Listed records =
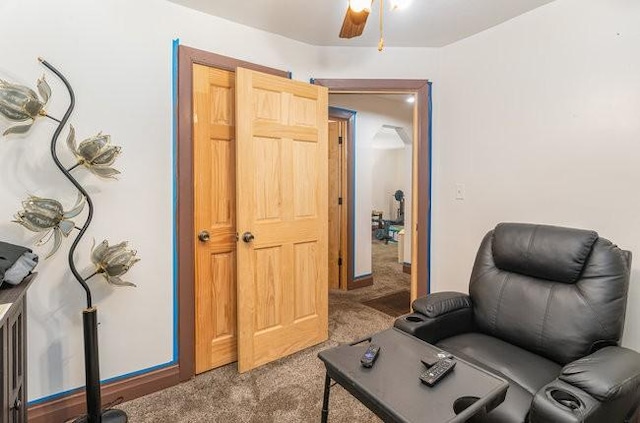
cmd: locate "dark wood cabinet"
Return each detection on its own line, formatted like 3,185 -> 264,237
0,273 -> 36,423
==
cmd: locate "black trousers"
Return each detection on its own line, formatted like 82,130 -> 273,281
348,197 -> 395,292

Given instruction = List every line of the rows above that contains the word "each".

Task response =
Return each detection on its own line, formatted like 3,185 -> 264,237
Return each detection on its own line, formatted like 82,130 -> 273,281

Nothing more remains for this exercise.